◆ EXCERPT TO READ:
‘It’s so liberating’: India’s first salon run by transgender men
Founder Aryan Pasha wants La Beauté & Style to be an inclusive and comfortable space, as well as tackle prejudice and provide employment
The beauty treatments listed at the new La Beauté & Style salon are much the same as those offered by the dozen or so other parlours that dot the traffic-heavy Dilshad Extension area of Ghaziabad, 17 miles (28km) east of Delhi. But that is where the similarity ends.
By Neeta Lal
The wall behind the reception desk is painted in rainbow colours; a mural of a trans man with flowing multicoloured locks decorates another wall; a woman wearing a sari is having her eyebrows plucked next to a trans man who is telling a stylist how he would like his hair cut.
La Beauté & Style salon created history in September when it opened as India’s first salon run by transgender men. The owner, Aryan Pasha, 30, is a lawyer, activist and India’s first transgender male bodybuilder. He opened the salon to create a space where trans people would feel comfortable requesting beauty treatments. Everyone is welcome, he says, not just the LGBTQ+ community.
Of equal importance was creating a business that would generate employment for his community, which “continues to face social discrimination and rejection in academic institutes, as well as at workplaces, despite the Transgender Persons (Protection of Rights) Act 2019,”, he says.
“While conducting food and ration-distribution drives during the epidemic, it was heartbreaking to encounter young transgenders who were educated and skilled but jobless due to their gender. They were surviving on charity donations, while others were forced to return to unsupportive and abusive families in their villages,” says Pasha.
A man in a yellow t-shirt smiles from behind shelves in the salon
With financial help from the Joint United Nations Programme on HIV/Aids and the Gravittus Foundation, a Pune-based charity that works for social change, Pasha set up the salon with his partner, Laxmi Narayan Tripathi, 43. .
Tripathi has been a transgender activist since 1999, campaigning for numerous causes from HIV to community-led social enterprises. Through their charity, the Gaurav Trust, the couple focuses on raising awareness and protecting the health and rights of male sex workers and others within the LGBTQ+ community.
Tree people sit in chairs before mirrors while stylists stand near them
“Despite our collective advocacy and action over the years to mainstream issues like the welfare, rights and health of transgender people, stigma remains a major challenge. We face a hostile environment within schools, colleges and at the workplace, which leaves us scarred for life,” says Pasha, who transitioned from female to male after gender-reassignment surgery in 2011.
According to a 2017 study by India’s National Human Rights Commission, 92% of transgender people in India are deprived of the right to participate in any form of economic activity in the country; 99% have suffered social rejection on more than one occasion, including from their family; and 96% are denied jobs and forced into areas such as sex work or begging to survive.

◆ WHAT IS BEING ASKED: Continue the article about India's first salon run by transgender men, starting after its last sentence, which reports the 2017 National Human Rights Commission figures.

◆ PROVIDED RECORDS:
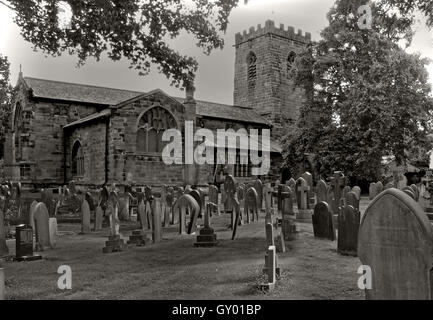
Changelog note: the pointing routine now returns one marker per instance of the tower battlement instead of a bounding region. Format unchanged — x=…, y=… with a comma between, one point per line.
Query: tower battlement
x=270, y=28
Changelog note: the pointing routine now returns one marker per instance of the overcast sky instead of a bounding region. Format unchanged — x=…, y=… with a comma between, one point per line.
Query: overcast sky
x=214, y=80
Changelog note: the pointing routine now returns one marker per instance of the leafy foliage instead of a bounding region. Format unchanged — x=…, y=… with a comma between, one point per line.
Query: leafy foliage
x=137, y=30
x=371, y=98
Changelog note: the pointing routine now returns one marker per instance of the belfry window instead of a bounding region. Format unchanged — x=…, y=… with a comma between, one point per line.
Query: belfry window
x=290, y=61
x=252, y=69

◆ RESPONSE:
A man looks in a mirror while two hair stylists stand behind him
At Le Beauté, the six newly trained staff earn £100 to £300 a month, depending upon their level of expertise and skill.
More beauticians are being trained near Mumbai. “We plan to open our next salon in Pune and ultimately go national once we get more funding,” says Pasha.
Bhanu Rajodiya, 25, says he was at the lowest point in his life when Pasha recruited him. “I used to work at an export house in Delhi and earn £80 to £100 a month, but I lost my job during the pandemic. My family turned its back on me, but the salon embraced me and I now have a secure job with a fixed income. It’s so empowering.”
Another employee, Nakshatra Rajput, who transitioned last year, worked in Delhi as a team leader but lost his job when the management discovered his identity.
A streetscene with crowds on foot and traffic
“They started finding faults in my work and the work atmosphere became so toxic, I had no choice but to leave. This was despite the fact that I was transparent about my gender to the HR department when I joined. They hired me for my skills and paid me well, but kicked me out at whim,” says the 25-year-old.
Rajput added that though his parents and friends had accepted him, Indian workplaces were far from inclusive. “This discrimination really hurts. After leaving my first company, I joined another one but had to leave that also within days because of my identity,” he says.
Vidya Rajput and trans police trainees
However, he is happy that La Beauté opened a door for him and trained him as a hairstylist – and has recently made him a part of the salon’s management team. “I feel loved and appreciated here,” he says.
“I no longer have to act or hide behind a different identity just to do my job. It’s so liberating. And that’s how society should be too – inclusive and diverse,” he says pointing proudly to the salon’s rainbow-hued walls.